Location annotation dataset excerpts:
--- START ---

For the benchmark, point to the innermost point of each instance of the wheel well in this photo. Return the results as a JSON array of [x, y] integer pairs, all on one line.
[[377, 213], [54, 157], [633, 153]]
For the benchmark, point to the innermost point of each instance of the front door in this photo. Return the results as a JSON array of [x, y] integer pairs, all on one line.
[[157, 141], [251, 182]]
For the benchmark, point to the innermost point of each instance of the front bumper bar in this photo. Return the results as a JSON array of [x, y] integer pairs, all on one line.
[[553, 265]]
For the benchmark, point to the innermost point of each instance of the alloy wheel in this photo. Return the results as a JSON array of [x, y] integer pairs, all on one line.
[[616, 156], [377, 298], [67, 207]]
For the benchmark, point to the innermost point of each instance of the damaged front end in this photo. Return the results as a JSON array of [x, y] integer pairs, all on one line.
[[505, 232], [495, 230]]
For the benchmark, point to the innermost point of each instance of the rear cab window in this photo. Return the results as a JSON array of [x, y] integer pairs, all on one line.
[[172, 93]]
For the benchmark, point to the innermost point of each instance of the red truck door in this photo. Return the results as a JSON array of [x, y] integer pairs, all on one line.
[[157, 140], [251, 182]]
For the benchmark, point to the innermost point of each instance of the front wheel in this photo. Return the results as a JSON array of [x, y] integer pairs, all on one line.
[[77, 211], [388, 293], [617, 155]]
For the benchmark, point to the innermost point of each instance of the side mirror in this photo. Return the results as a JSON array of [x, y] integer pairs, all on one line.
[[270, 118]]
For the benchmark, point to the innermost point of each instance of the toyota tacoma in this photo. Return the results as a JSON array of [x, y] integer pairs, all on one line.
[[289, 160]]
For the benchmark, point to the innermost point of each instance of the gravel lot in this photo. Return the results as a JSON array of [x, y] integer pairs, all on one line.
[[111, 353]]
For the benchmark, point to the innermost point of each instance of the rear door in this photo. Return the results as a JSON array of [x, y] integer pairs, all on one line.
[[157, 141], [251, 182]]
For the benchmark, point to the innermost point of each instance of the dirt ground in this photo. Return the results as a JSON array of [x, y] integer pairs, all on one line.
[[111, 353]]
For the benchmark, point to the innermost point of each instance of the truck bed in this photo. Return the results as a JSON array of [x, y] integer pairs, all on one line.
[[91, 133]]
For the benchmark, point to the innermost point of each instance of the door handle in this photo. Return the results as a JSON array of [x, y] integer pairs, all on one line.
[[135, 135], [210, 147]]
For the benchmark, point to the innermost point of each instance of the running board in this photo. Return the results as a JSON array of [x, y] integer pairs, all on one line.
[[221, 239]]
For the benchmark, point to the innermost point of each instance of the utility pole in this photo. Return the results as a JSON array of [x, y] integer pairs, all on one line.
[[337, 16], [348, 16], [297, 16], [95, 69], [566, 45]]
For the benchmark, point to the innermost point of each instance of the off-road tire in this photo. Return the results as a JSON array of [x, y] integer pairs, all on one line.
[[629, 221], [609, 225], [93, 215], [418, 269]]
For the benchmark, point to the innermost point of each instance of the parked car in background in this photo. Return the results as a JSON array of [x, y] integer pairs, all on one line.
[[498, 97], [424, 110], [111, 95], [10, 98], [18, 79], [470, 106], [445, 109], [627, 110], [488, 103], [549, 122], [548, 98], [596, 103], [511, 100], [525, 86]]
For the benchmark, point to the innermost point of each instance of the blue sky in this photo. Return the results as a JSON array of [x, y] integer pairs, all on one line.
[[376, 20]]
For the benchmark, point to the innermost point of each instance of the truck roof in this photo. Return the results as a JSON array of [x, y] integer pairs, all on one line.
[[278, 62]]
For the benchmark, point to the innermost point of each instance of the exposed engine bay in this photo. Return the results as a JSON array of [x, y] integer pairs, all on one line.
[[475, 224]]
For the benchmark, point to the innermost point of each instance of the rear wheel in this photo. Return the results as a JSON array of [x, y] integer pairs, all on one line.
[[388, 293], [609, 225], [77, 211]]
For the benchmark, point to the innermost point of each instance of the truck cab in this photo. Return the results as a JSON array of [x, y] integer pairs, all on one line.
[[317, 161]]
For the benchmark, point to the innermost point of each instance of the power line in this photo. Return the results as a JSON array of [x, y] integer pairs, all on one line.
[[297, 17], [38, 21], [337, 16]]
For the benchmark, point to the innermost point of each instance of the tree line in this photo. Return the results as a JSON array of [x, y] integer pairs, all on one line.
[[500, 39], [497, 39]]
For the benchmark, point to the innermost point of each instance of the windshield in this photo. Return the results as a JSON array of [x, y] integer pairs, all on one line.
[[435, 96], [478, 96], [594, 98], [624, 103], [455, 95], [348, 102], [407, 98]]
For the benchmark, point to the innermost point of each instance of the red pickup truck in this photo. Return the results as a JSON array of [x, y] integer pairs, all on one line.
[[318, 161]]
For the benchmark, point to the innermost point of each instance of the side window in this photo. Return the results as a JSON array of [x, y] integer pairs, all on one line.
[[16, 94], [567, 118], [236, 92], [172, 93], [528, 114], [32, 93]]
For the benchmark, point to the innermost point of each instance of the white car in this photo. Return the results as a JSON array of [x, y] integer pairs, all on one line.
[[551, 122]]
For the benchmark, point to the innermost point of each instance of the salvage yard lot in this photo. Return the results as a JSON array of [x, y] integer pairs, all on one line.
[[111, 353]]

--- END ---

The task >>
In the part that opens with the line containing "the front wheel" and closes with the line containing "[[221, 239]]", switch "innermost point" to "central point" and leave everything else unchanged. Give back only those lines.

Solution >>
For the benchmark, point to the central point of each instance of the front wheel in this photo. Return the results as a JSON array of [x, y] integer pairs, all on one line.
[[77, 211], [388, 293], [617, 155]]
For the benchmark, point to the central point of each instance of the side mirror in this photo. Return the results as a JSON array of [x, y] integer pairs, all on one line.
[[270, 118]]
For the benchmark, point to the central point of each instance of the toyota tacoma in this photo. Return the results as a JSON array of [x, y] integer pairs, all on one line.
[[289, 160]]
For the benchmark, point to the central point of each instance of the gravel lot in this photo. Return the results as a JSON array of [x, y] integer pairs, all on one line.
[[111, 353]]
For the benchmark, point to the central point of each instance of the rear door in this photo. Return the results as a JSON array of [x, y] integer pairs, all on one line.
[[157, 141], [251, 182]]
For the benchmark, point to the central point of each instance of the dirt ground in this photo. Return the results as a JSON array of [x, y] integer pairs, all on one line.
[[111, 353]]
For the benchmark, point to the central point of each instance of the truck bed in this photo. Return the results as a JSON array of [x, y] integer pairs, all on one line.
[[91, 133]]
For the benchmark, point to the central point of each instance of the door handle in this photo. Return the results as a JSON array of [x, y] integer pairs, all on one line.
[[135, 135], [210, 147]]
For the benchmark, point to the central point of each instance of the running board in this photo. Return the results as a JSON array of [x, y] integer pairs, all on one line.
[[221, 239]]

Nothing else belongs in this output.